# Exercise prompt
Go through the listing and copy every line word for word.

# Dataset extract
--- START ---

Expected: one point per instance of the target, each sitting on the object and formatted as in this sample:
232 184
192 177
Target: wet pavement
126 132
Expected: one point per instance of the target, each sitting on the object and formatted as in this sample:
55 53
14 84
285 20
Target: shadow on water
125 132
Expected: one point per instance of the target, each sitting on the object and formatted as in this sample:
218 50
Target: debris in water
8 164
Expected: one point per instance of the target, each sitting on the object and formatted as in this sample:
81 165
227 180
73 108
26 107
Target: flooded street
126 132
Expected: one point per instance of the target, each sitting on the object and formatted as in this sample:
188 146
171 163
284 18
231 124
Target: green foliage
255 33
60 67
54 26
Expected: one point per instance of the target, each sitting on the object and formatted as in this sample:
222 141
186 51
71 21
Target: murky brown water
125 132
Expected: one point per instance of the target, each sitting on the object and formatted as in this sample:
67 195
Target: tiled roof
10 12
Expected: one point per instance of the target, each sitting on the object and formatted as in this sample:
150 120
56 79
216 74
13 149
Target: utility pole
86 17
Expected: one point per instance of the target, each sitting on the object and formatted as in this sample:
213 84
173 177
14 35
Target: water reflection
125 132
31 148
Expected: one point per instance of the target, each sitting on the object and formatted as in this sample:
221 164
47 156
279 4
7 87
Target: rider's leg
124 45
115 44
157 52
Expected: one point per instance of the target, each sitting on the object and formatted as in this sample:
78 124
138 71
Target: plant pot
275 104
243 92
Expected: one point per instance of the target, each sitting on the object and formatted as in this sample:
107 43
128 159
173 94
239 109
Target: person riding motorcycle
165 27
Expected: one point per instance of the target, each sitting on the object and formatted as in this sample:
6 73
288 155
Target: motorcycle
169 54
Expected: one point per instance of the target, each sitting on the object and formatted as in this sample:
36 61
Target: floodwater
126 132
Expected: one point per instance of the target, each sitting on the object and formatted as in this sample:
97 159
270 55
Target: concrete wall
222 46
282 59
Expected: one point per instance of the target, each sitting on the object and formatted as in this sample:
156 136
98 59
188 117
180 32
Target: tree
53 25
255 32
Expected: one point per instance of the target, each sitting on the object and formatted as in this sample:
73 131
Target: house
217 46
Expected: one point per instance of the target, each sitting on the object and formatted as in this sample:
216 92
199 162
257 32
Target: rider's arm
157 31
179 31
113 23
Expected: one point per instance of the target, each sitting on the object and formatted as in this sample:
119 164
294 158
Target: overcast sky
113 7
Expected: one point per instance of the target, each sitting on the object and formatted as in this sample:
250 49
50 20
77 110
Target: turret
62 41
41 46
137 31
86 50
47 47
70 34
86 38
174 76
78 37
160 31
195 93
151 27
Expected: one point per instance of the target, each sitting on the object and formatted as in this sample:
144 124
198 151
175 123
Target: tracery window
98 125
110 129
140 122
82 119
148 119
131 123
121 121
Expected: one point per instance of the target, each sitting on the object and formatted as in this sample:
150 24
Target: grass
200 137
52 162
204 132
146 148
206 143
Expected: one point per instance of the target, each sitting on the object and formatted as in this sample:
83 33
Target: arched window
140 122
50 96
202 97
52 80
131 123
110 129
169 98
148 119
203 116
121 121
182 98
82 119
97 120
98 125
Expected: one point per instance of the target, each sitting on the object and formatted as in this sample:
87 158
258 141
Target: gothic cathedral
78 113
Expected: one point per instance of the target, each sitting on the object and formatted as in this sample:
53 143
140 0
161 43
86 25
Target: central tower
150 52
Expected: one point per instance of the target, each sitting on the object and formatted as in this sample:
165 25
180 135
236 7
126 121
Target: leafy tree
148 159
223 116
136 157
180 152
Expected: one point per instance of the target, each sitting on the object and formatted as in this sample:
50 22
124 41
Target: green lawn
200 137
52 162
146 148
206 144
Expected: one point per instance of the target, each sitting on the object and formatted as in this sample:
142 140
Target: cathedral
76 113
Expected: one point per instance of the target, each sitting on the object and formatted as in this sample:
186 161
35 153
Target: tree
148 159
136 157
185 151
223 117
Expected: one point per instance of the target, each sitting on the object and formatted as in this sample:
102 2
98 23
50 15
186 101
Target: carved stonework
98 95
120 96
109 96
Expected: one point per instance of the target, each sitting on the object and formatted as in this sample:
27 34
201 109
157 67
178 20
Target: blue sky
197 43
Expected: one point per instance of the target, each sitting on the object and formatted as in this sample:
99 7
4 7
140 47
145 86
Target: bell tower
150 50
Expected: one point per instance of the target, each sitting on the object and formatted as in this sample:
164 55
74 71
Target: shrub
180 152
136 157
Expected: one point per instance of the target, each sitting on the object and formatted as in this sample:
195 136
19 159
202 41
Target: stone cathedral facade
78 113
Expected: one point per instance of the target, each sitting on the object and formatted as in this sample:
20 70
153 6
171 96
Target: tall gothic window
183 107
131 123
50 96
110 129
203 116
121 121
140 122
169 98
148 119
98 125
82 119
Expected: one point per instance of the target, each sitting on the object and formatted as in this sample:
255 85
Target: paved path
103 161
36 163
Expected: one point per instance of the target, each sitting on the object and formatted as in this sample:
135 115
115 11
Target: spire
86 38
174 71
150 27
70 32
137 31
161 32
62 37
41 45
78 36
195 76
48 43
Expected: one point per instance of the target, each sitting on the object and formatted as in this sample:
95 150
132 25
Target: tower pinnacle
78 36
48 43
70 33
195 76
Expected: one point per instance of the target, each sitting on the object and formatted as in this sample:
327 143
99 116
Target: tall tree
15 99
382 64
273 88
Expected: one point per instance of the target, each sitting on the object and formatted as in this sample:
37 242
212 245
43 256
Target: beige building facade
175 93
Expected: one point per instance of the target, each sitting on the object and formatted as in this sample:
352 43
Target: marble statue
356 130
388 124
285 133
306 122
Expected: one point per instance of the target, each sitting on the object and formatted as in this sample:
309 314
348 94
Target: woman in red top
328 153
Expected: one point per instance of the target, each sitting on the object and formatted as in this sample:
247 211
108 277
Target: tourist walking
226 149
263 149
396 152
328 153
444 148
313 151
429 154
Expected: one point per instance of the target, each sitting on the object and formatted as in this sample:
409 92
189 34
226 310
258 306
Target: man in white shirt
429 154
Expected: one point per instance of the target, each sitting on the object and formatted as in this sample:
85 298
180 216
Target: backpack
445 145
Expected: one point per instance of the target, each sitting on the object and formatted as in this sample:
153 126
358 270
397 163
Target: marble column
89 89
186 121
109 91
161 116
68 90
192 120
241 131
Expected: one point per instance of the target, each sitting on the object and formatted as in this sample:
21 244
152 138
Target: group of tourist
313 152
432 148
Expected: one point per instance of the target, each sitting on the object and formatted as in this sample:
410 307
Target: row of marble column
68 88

--- END ---

# Written reply
Expected: one point per instance of the target, each sitting on the object and formatted as in this sample:
232 184
192 177
Target: wet pavement
126 132
Expected: one point per instance of the target, each sitting on the object and formatted as in this sample:
55 53
14 84
285 20
Target: shadow on water
125 132
Expected: one point per instance of the target, each sitting on the object and formatted as in this sample:
218 50
Target: debris in water
8 164
Expected: one point per instance of the target, each sitting on the object and formatted as in this sample:
81 165
227 180
73 108
26 107
Target: flooded street
126 132
Expected: one point per instance of the target, each sitting on the object and formatted as in this sample:
188 146
171 163
284 18
231 124
Target: green foliage
255 33
60 67
54 26
Expected: one point per instance of the target, each sitting on the object and formatted as in this sample:
222 141
186 51
71 21
Target: murky brown water
125 132
Expected: one point per instance of the target, each sitting on the object and formatted as in this sample:
67 195
Target: tiled roof
10 12
Expected: one point per instance of the target, each sitting on the object and formatted as in this sample:
150 120
56 79
216 74
13 149
Target: utility pole
86 17
Expected: one point per instance of the target, each sitting on the object and formatted as in this sample:
213 84
173 177
14 35
Target: water reflection
125 132
31 148
Expected: one point per instance of the target, each sitting on the object and formatted as in this sample:
221 164
47 156
279 4
7 87
Target: rider's leg
124 45
115 44
157 52
Expected: one point per instance of the target, each sitting on the object and formatted as in this sample:
78 124
138 71
Target: plant pot
275 104
243 92
Expected: one point per instance of the target, each sitting on the object and formatted as in this sample:
107 43
128 159
173 94
239 109
Target: person riding motorcycle
165 27
Expected: one point per instance of the target, each sitting on the object and formatted as in this sample:
6 73
288 155
Target: motorcycle
169 54
Expected: one point per instance of the target, each sitting on the object and formatted as in this sample:
36 61
Target: floodwater
126 132
Expected: one point per instance of the target, each sitting on the object and formatted as in this sample:
97 159
270 55
Target: concrete wall
222 46
282 59
Expected: one point per instance of the target, each sitting on the object and formatted as in this sample:
156 136
98 59
188 117
180 32
Target: tree
53 25
255 32
Expected: one point per instance of the target, each sitting on the object and formatted as in this sample:
73 131
Target: house
217 46
Expected: one point per instance of the target, each sitting on the object and formatted as in this sample:
216 92
199 162
257 32
Target: rider's arm
157 31
179 31
113 23
Expected: one point per instance of the target, each sitting on the object and formatted as in this sample:
119 164
294 158
Target: overcast sky
113 7
Expected: one point per instance of the target, each sitting on the object and formatted as in this sample:
250 49
50 20
77 110
Target: turret
62 41
41 46
137 31
86 50
47 47
70 34
86 38
174 76
78 37
160 31
195 93
151 27
Expected: one point per instance of the target, each sitting on the object and formatted as in this sample:
144 124
198 151
175 123
Target: tracery window
98 125
110 129
140 122
82 119
148 119
131 123
121 121
Expected: one point per instance of the target, each sitting on the object and formatted as in this sample:
150 24
Target: grass
200 137
52 162
204 132
146 148
206 143
Expected: one point per instance of the target, each sitting on the object and formatted as in this sample:
83 33
Target: arched window
140 122
50 96
202 97
52 80
131 123
110 129
169 98
148 119
203 116
121 121
182 98
82 119
97 120
98 125
Expected: one point per instance of the target, each sitting on the object and formatted as in this sample:
87 158
258 141
Target: gothic cathedral
78 113
Expected: one point per instance of the target, each sitting on the object and formatted as in this sample:
53 143
140 0
161 43
86 25
Target: central tower
150 52
Expected: one point per instance of the target, each sitting on the object and formatted as in this sample:
165 25
180 135
236 7
126 121
Target: leafy tree
148 159
223 116
136 157
180 152
Expected: one point per instance of the target, each sitting on the object and formatted as in this sample:
50 22
124 41
Target: green lawn
200 137
52 162
146 148
206 144
Expected: one point per instance of the target, each sitting on the object and formatted as in this sample:
142 140
Target: cathedral
76 113
Expected: one point per instance of the target, each sitting on the object and formatted as in this sample:
186 161
35 153
Target: tree
148 159
136 157
185 151
223 117
Expected: one point per instance of the target, each sitting on the object and formatted as in this sample:
102 2
98 23
50 15
186 101
Target: carved stonework
98 95
120 96
109 96
Expected: one point per instance of the target, each sitting on the object and formatted as in this sample:
27 34
201 109
157 67
178 20
Target: blue sky
197 43
Expected: one point per instance of the target, each sitting on the object and formatted as in this sample:
99 7
4 7
140 47
145 86
Target: bell tower
150 50
Expected: one point per instance of the target, each sitting on the object and formatted as in this sample:
164 55
74 71
Target: shrub
180 152
136 157
Expected: one point per instance of the target, each sitting on the object and formatted as in this sample:
195 136
19 159
202 41
Target: stone cathedral facade
78 113
Expected: one point per instance of the target, each sitting on the object and formatted as in this sample:
20 70
153 6
171 96
Target: tall gothic window
183 107
131 123
50 96
110 129
203 116
121 121
140 122
169 98
148 119
98 125
82 119
Expected: one point per instance of the target, each sitting on the object and formatted as in this sample:
255 85
Target: paved path
103 161
36 163
Expected: one point per instance of the target, each sitting on the object and formatted as in this sample:
135 115
115 11
Target: spire
86 38
174 71
150 27
70 32
137 31
161 32
62 37
41 45
78 36
195 76
48 43
Expected: one point per instance of the target, each sitting on the object and formatted as in this sample:
95 150
132 25
Target: tower pinnacle
78 36
48 43
70 33
195 76
Expected: one point per instance of the target, each sitting on the object and formatted as in this sample:
327 143
99 116
Target: tall tree
15 99
382 64
273 88
Expected: one point per instance of the target, each sitting on the object and formatted as in this sample:
37 242
212 245
43 256
Target: beige building facade
175 93
Expected: one point per instance of the target, each sitting on the object and formatted as in this sample:
352 43
Target: marble statue
356 130
388 124
285 133
306 122
Expected: one point per instance of the target, each sitting on the object and formatted as in this sample:
309 314
348 94
Target: woman in red top
328 153
Expected: one point per instance of the target, each sitting on the object and formatted as in this sample:
247 211
108 277
Target: tourist walking
226 149
263 149
396 152
328 153
444 148
313 151
429 154
Expected: one point per instance of the target, each sitting on the object and formatted as in this sample:
409 92
189 34
226 310
258 306
Target: man in white shirt
429 154
Expected: one point per instance of the target, each sitting on the object and formatted as in this sample:
85 298
180 216
Target: backpack
445 145
Expected: one point per instance of the target, each sitting on the object and formatted as in this sample:
153 126
358 270
397 163
Target: marble column
89 89
186 121
109 91
161 116
68 90
192 120
241 131
Expected: one point per instance of the target, each sitting on the object and formatted as in this sample:
21 244
152 138
Target: group of tourist
313 152
432 148
Expected: one point per instance of the target, each sitting on the object and formatted as in this sample:
410 307
Target: row of marble column
68 88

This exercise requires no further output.